- **The data**:
********

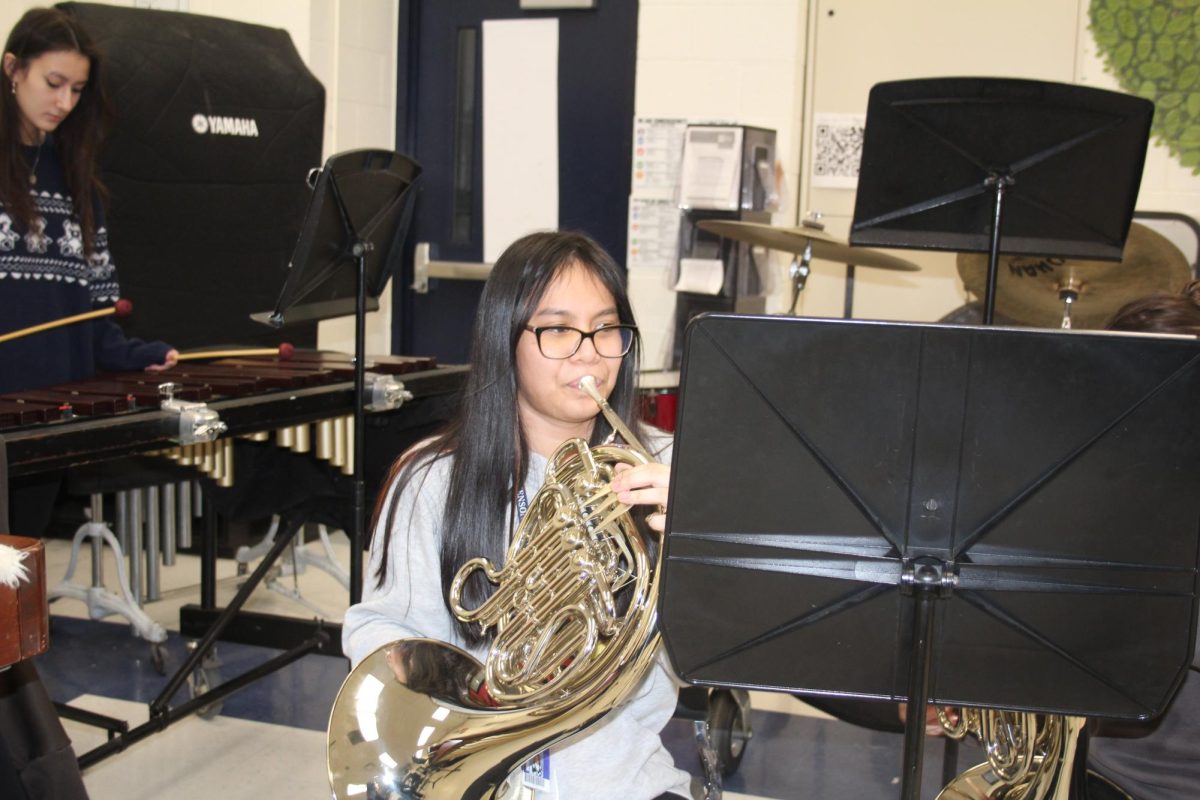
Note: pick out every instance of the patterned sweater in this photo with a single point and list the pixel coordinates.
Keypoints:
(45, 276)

********

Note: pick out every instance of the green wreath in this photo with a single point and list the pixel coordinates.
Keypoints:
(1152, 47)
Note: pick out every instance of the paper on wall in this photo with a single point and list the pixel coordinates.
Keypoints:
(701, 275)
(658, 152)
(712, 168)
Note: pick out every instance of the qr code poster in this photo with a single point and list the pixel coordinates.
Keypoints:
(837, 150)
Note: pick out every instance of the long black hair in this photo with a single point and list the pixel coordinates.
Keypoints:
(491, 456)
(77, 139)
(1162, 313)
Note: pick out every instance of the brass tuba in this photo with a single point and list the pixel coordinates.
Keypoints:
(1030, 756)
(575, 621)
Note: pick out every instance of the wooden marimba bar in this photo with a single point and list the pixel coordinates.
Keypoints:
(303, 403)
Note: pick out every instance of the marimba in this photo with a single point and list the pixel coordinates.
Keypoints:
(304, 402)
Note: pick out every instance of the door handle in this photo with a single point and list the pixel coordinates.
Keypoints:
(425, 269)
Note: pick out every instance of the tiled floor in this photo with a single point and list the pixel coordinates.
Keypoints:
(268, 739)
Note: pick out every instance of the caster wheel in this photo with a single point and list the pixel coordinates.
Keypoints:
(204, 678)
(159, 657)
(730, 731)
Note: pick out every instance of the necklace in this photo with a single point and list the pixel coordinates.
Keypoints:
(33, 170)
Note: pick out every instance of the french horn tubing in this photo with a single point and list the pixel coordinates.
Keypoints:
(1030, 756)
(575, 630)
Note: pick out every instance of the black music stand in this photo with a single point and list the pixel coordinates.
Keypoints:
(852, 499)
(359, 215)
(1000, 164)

********

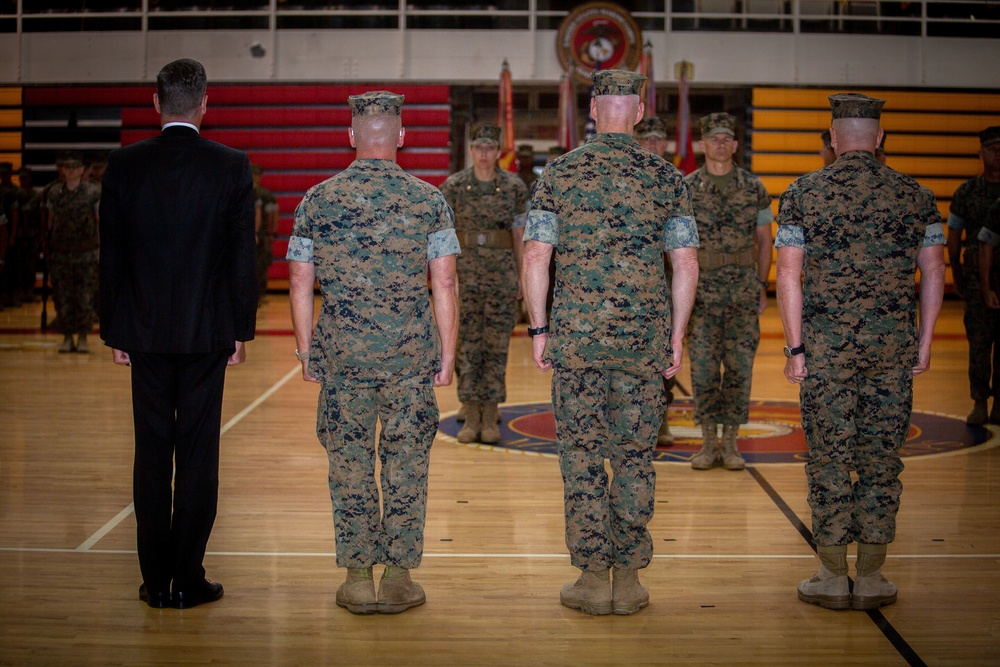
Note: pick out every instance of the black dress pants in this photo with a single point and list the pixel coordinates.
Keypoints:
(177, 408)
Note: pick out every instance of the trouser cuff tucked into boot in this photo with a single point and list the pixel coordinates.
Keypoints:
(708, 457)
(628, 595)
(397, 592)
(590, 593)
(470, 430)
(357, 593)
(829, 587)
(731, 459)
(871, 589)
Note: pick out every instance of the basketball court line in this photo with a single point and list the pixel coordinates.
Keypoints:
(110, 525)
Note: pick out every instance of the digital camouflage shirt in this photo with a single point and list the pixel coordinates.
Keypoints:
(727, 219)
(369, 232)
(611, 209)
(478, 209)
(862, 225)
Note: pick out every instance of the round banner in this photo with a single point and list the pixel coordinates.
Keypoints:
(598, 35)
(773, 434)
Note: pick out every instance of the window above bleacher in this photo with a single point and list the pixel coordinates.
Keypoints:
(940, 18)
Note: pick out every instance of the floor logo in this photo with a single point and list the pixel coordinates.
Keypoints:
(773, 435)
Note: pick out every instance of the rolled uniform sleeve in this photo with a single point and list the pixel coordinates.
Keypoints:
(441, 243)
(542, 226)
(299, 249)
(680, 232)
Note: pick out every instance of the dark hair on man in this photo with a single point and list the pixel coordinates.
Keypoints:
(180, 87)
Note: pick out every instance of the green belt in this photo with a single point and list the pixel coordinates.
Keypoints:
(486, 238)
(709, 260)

********

- **Work instruction**: Copy the lines above exactly. Start with the line containing "Note: pick out every instance of the long", end with the line containing "Note: pick out every instance of the black music", and include both.

- **Exercise answer**:
Note: pick out every instance of the long black hair in this photo with a single point and list the pixel coordinates.
Keypoints:
(491, 456)
(77, 139)
(1162, 313)
Note: pick out every instance of the brass tuba in this photo with a single point and list the pixel coordinates.
Keypoints:
(1030, 756)
(575, 621)
Note: pick out every instance of the wooden marimba bar in this photo with a single point and list the pixel coordinates.
Keypoints:
(303, 403)
Note: pick out every instance of the marimba in this photo with a single point and list the pixel coordinates.
Keypoints:
(304, 402)
Note: pick out every instance of the door handle in this photo with a single point and list the pixel coordinates.
Keypoints:
(425, 269)
Note: pick out every instance of the tiled floor in this photo with a single point and list the pixel coordinates.
Keypoints:
(268, 739)
Note: pick out every instance of the caster wheel in this photo with a single point and list the pixel coordinates.
Keypoints:
(204, 678)
(159, 657)
(730, 731)
Note: pick out every instance of the necklace in this photo with a single point and list the pixel coordinates.
Keypoints:
(33, 170)
Note: pick out every instance of the french horn tubing in this photo with a single point and list the pixel coordinates.
Keypoints:
(1030, 756)
(575, 630)
Note: pick out every instance of the black music stand in this photo with a single point and list the pixel coordinates.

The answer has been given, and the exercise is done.